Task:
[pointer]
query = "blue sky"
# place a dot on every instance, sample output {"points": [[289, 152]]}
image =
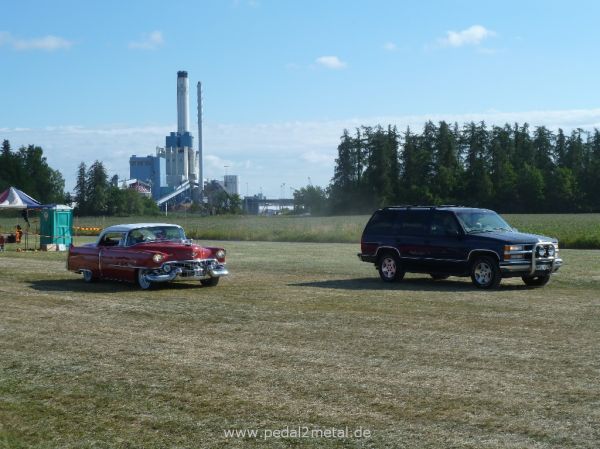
==============================
STATED EXERCISE
Rewrite the rows with every "query" switched to "target", keeping everything else the same and leaving out the pictures.

WRITTEN ANSWER
Task:
[pointer]
target = "blue sky"
# place a dot on every instance, sample output {"points": [[289, 152]]}
image =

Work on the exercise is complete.